#### Excerpted passage
But the cost has never been borne only by great figures. In ancient cultures, ordinary believers faced immense pressures to conform. In the early Church, a craftsman in Ephesus who became Christian might lose his livelihood because he would no longer make idols for the pagan temples. A soldier in the Roman army who converted might be ordered to perform sacrifices to the emperor and face death for refusing. In some villages of the Middle East or Africa even today, a young woman who chooses to follow Christ against her family’s wishes risks being cast out, left without protection or provision.
In our modern world, the forms are different, but the cost remains. To stand for Christ’s teaching on integrity, justice, and truth may mean losing promotions, friendships, or even personal safety. For some, discipleship may cost the comfort of silence when speaking truth is unpopular. For others, it may mean rejecting dishonest gains in business, even if it means financial loss. For young people, it might mean resisting peer pressure at the expense of popularity. For families, it might mean making choices about how they spend time and resources that the world will never understand. For Christians in hostile nations, the cost may still be prison, exile, or death.
########
#### Extracted material
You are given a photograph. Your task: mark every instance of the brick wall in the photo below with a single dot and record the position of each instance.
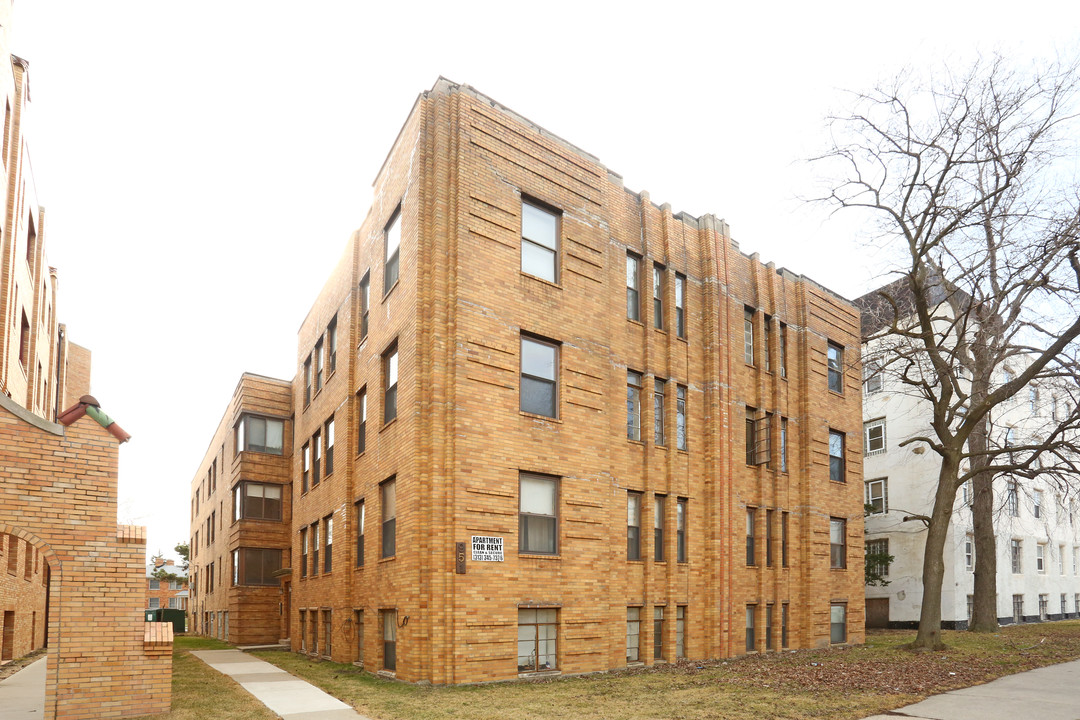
(58, 493)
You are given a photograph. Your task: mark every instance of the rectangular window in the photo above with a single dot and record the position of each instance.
(362, 421)
(783, 350)
(389, 639)
(680, 306)
(633, 526)
(680, 632)
(751, 534)
(658, 412)
(659, 504)
(633, 405)
(835, 368)
(539, 393)
(307, 381)
(328, 432)
(306, 467)
(751, 639)
(874, 436)
(633, 635)
(537, 639)
(365, 304)
(1012, 499)
(658, 296)
(392, 236)
(680, 519)
(259, 501)
(390, 383)
(359, 619)
(388, 492)
(539, 242)
(633, 286)
(751, 426)
(873, 379)
(680, 440)
(836, 464)
(748, 336)
(332, 347)
(783, 540)
(783, 445)
(360, 533)
(877, 498)
(837, 543)
(256, 434)
(658, 633)
(538, 519)
(766, 341)
(257, 566)
(328, 543)
(768, 538)
(877, 557)
(838, 623)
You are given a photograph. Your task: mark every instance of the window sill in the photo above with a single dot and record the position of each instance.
(541, 280)
(537, 416)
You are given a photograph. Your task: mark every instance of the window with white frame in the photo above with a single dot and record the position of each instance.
(539, 242)
(873, 378)
(874, 436)
(877, 496)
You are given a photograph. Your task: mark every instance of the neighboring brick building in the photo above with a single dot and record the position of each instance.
(70, 579)
(517, 370)
(241, 517)
(165, 592)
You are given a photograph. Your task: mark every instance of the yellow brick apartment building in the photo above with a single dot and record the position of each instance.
(541, 424)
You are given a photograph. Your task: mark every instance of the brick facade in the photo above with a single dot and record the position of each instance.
(237, 611)
(70, 579)
(455, 188)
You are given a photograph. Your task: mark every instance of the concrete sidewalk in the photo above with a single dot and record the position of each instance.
(1048, 693)
(23, 694)
(291, 697)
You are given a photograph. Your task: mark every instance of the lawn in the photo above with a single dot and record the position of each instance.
(200, 692)
(837, 682)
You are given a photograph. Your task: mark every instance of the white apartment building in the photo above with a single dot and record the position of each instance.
(1038, 543)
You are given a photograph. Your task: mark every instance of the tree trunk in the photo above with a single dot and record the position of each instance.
(933, 561)
(984, 614)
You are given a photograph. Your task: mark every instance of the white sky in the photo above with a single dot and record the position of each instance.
(202, 163)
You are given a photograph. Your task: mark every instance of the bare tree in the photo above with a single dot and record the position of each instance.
(964, 180)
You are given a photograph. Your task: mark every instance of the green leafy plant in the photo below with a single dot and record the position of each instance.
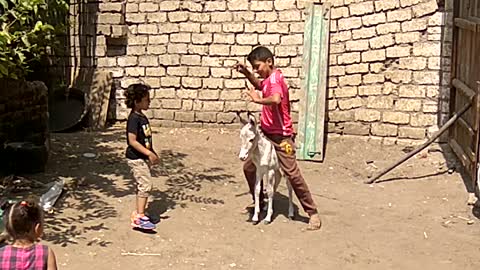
(28, 32)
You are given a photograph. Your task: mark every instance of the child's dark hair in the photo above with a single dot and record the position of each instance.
(21, 218)
(135, 92)
(260, 54)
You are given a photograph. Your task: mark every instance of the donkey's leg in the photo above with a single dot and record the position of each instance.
(257, 195)
(291, 215)
(270, 192)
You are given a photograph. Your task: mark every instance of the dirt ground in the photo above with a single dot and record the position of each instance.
(407, 221)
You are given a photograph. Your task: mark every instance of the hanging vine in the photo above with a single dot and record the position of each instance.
(29, 29)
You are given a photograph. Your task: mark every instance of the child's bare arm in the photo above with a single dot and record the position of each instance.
(132, 140)
(52, 261)
(274, 99)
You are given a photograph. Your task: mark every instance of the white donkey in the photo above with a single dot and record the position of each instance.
(262, 152)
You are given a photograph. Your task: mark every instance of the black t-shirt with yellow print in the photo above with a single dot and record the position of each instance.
(138, 124)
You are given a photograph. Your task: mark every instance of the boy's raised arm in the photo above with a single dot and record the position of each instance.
(249, 75)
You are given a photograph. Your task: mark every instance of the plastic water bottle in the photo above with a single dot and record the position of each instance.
(51, 196)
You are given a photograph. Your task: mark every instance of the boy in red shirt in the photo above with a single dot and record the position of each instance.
(276, 124)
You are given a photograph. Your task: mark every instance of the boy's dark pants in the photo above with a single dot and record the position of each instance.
(285, 148)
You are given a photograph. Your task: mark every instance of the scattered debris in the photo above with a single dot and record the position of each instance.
(89, 155)
(472, 199)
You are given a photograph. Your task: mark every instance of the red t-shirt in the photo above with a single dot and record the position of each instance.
(276, 119)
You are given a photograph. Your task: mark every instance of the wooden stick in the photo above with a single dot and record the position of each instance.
(423, 146)
(140, 254)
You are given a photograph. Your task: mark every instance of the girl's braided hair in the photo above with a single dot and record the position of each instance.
(21, 218)
(135, 92)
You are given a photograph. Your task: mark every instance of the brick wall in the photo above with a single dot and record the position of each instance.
(389, 60)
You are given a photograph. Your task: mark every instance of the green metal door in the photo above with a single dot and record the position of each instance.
(310, 138)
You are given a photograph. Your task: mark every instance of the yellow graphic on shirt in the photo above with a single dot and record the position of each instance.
(287, 147)
(148, 136)
(146, 130)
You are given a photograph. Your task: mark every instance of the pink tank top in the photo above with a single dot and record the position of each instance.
(31, 258)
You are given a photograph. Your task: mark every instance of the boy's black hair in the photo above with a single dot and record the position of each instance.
(21, 218)
(260, 53)
(135, 92)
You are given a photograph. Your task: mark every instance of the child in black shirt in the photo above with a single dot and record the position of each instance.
(140, 153)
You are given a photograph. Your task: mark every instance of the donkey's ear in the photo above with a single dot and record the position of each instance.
(241, 119)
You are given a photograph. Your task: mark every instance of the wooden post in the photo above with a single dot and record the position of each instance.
(444, 128)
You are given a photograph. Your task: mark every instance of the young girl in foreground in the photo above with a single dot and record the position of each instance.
(24, 225)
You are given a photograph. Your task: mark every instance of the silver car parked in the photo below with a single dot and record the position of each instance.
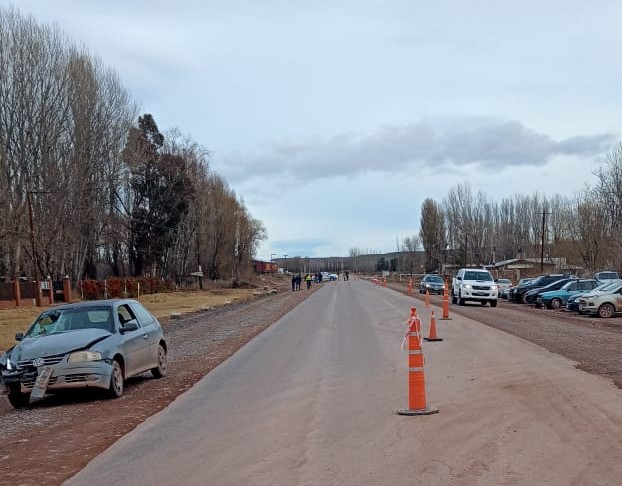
(97, 344)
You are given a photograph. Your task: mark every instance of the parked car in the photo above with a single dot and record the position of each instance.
(605, 304)
(433, 283)
(606, 275)
(97, 344)
(531, 297)
(608, 286)
(519, 292)
(556, 299)
(504, 285)
(476, 285)
(573, 300)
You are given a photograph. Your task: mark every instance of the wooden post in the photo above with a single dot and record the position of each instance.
(17, 292)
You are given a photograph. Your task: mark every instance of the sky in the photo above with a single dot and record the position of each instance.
(334, 120)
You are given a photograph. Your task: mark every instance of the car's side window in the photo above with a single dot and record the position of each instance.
(125, 314)
(144, 316)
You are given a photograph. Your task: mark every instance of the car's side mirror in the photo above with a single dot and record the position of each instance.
(130, 326)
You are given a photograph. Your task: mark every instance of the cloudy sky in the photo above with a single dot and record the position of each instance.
(333, 120)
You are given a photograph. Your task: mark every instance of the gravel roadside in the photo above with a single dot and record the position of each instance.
(52, 440)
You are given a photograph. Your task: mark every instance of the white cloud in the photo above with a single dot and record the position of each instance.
(395, 149)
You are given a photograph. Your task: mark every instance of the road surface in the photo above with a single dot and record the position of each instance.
(313, 401)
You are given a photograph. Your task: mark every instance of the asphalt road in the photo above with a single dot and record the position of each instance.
(313, 401)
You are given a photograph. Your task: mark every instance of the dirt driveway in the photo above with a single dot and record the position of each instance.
(49, 442)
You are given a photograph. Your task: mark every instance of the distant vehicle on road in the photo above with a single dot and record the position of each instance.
(504, 284)
(475, 285)
(433, 283)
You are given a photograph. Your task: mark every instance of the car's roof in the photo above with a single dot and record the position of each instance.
(94, 303)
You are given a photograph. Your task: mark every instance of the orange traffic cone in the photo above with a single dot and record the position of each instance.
(446, 302)
(432, 332)
(416, 378)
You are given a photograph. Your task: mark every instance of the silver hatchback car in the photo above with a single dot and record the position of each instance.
(97, 344)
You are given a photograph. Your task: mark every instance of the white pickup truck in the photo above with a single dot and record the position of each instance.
(476, 285)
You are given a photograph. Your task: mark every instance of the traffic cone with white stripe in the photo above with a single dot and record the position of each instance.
(432, 336)
(416, 378)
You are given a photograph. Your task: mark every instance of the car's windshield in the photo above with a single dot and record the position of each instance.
(607, 286)
(608, 275)
(477, 276)
(56, 321)
(572, 285)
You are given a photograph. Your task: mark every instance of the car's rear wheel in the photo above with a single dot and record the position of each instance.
(160, 370)
(17, 398)
(116, 380)
(606, 310)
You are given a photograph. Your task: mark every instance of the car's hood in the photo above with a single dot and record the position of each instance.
(56, 344)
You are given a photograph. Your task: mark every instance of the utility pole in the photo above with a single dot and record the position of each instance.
(544, 213)
(35, 260)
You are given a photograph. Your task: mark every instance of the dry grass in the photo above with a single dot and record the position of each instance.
(161, 305)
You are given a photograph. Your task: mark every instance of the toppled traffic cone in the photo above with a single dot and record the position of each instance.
(432, 332)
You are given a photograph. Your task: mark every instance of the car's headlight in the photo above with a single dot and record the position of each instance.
(79, 356)
(5, 362)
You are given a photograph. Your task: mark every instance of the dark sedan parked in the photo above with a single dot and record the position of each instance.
(519, 293)
(96, 344)
(531, 297)
(434, 284)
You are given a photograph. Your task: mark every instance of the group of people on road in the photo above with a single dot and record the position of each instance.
(297, 281)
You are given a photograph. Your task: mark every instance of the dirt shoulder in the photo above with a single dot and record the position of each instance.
(52, 440)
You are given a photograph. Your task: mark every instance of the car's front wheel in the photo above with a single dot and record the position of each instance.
(17, 398)
(160, 370)
(606, 310)
(116, 380)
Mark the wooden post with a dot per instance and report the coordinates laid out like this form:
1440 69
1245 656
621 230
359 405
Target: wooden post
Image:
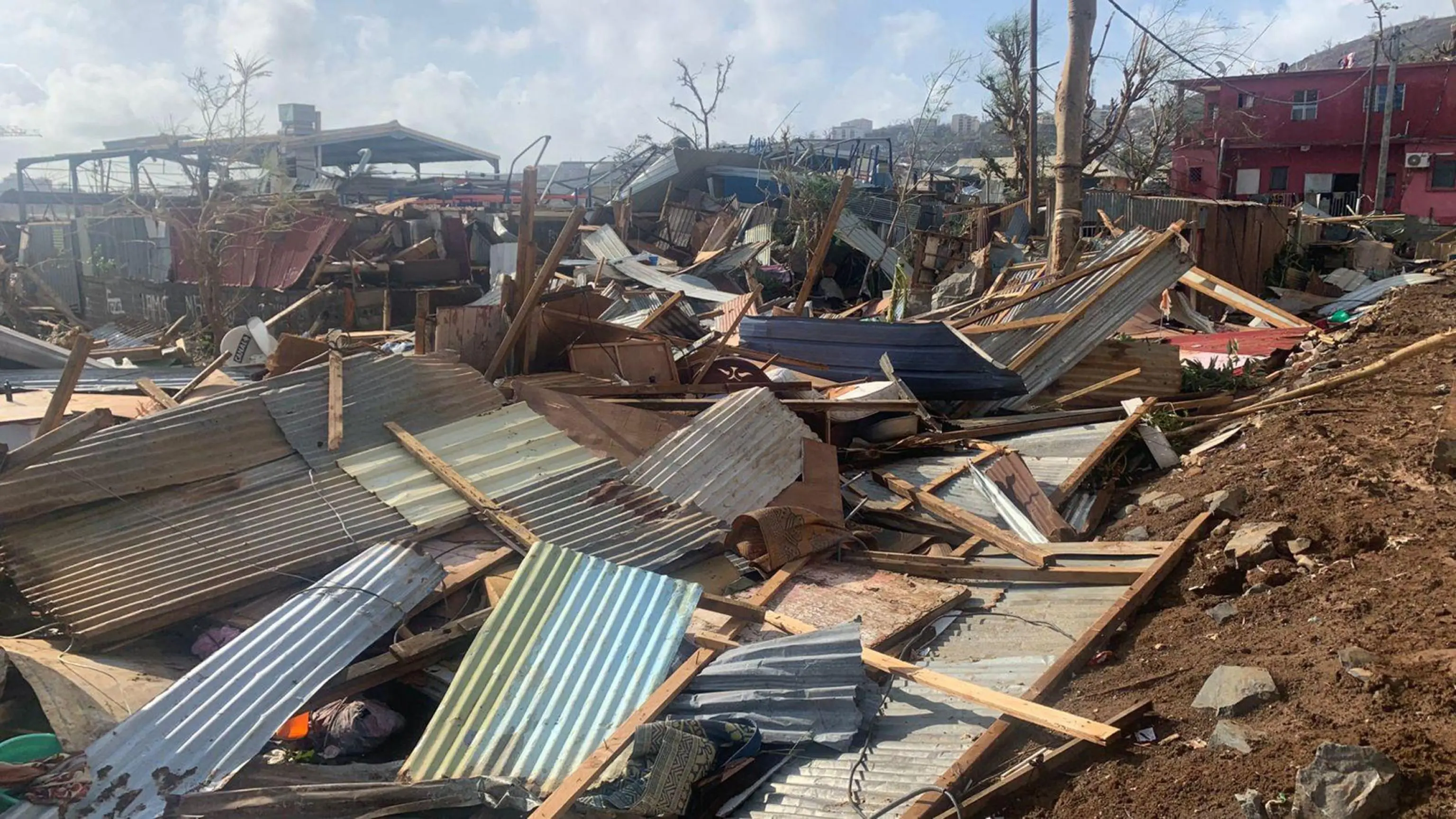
465 489
822 247
336 400
421 323
529 304
525 239
70 376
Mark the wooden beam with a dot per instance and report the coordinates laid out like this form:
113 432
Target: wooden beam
56 441
1087 302
408 655
956 567
70 376
530 300
1060 722
1242 300
465 489
1018 324
155 392
1097 455
1087 645
826 237
973 524
1031 772
336 401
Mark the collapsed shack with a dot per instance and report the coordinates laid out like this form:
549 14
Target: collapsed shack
641 515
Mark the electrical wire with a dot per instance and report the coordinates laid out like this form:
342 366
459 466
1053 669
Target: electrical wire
1218 79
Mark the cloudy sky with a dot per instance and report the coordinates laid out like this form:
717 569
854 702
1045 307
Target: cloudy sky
499 73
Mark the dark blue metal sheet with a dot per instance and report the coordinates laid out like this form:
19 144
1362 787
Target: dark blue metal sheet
932 359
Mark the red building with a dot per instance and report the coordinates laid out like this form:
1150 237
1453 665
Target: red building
1308 136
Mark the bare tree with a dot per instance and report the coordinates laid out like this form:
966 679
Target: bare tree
704 107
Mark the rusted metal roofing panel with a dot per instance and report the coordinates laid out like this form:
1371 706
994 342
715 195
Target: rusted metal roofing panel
203 729
414 391
126 567
921 730
503 451
573 647
731 460
598 512
1138 280
215 436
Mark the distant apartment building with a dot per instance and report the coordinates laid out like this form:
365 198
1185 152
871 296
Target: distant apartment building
966 126
851 130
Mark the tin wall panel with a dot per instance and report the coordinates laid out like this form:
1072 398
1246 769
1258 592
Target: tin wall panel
574 646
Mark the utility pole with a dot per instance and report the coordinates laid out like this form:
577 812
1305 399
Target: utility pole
1072 110
1031 129
1392 53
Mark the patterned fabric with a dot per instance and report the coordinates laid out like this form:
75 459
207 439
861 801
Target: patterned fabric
775 535
667 760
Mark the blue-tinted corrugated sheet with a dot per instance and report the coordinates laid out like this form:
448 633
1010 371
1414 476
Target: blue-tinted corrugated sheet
794 688
929 357
574 646
203 729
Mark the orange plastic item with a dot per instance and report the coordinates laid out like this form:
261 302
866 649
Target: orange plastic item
296 728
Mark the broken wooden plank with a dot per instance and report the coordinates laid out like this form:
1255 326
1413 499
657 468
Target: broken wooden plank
532 300
155 392
336 423
972 524
57 439
70 376
1097 455
957 569
465 489
408 655
826 237
1087 645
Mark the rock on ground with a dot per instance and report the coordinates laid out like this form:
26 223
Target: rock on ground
1347 782
1234 691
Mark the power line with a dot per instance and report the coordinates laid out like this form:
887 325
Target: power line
1215 78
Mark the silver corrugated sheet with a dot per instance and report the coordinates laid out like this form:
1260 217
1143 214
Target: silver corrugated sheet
414 391
858 235
1136 283
203 729
921 730
215 436
126 567
794 688
733 458
605 244
596 512
574 646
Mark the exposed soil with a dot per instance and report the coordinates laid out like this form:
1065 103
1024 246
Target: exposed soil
1350 470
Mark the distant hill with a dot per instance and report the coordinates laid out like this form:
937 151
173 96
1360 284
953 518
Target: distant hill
1423 40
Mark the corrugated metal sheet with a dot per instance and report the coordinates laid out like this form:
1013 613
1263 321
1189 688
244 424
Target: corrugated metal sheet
563 491
731 460
931 357
1374 292
598 512
126 567
605 244
574 646
858 235
203 729
215 436
1136 283
792 688
414 391
921 732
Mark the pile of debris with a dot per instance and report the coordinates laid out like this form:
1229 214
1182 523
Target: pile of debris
653 525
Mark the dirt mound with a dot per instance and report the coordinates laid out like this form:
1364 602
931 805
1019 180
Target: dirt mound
1350 471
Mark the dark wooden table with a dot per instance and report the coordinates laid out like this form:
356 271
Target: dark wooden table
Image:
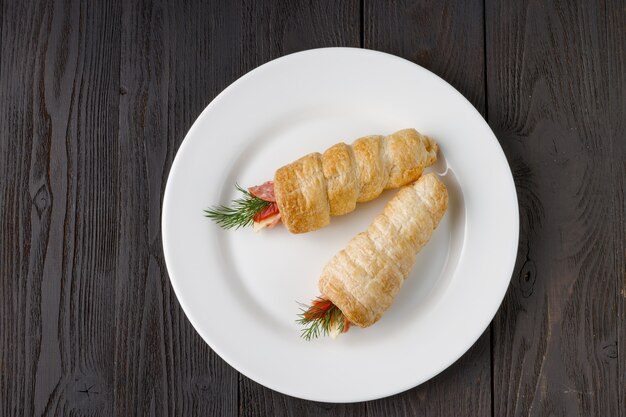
########
_Challenges_:
1) Answer these questions from the passage on the cost of discipleship:
(a) What would a craftsman in Ephesus who became Christian no longer make for the pagan temples?
(b) What might a soldier in the Roman army who converted be ordered to do?
(c) What might discipleship mean for young people?
2) Summarize the passage on the cost of discipleship in two sentences.
3) Resume the passage on the cost of discipleship, picking up after its final sentence.
The records have no connection to the text.

_Task results_:
1)
(a) Idols.
(b) Perform sacrifices to the emperor.
(c) Resisting peer pressure at the expense of popularity.

2) Ordinary believers, not only great figures, have paid a price for their faith: in the early Church some lost livelihoods or faced death, and in some villages today a young woman who follows Christ against her family's wishes risks being cast out. In the modern world the forms differ, but the cost remains, ranging from lost promotions, friendships, popularity, or income to prison, exile, or death for Christians in hostile nations.

3)
And yet, in all these cases, what is given up is nothing compared to what is gained. Jesus did not tell us to count the cost because He wanted to discourage us; He told us to count the cost because He wanted us to see that He is worth it. A man who gives away all he owns to buy a field with a hidden treasure does not think of himself as poor—he thinks of himself as rich beyond measure. The apostles who left nets and boats behind found themselves entrusted with the Gospel that would change the world. Those who have carried the cross have discovered, paradoxically, that in losing life for Christ, they find it.
The question is whether we are willing to be that man, that woman, that disciple who not only begins the journey but finishes it. There is nothing sadder than a foundation laid and a tower never built, or a soul that once burned with zeal for Christ but turned back when the price became too high. Discipleship is not a decision made once and forgotten—it is a choice renewed daily, sometimes hourly, as we take up the cross again and again. To follow Him is to walk in His footsteps, and His footsteps lead to the cross—but also beyond it, to the empty tomb, to the right hand of the Father, to a joy no cost can outweigh. Those who have gone before us—prophets, saints, martyrs, kings, and countless ordinary believers—bear witness that it is worth it. They stand as a great cloud of witnesses, urging us to run with perseverance the race marked out for us, fixing our eyes on Jesus, the pioneer and perfecter of our faith.
The choice is before us. The cost is real. But so is the crown.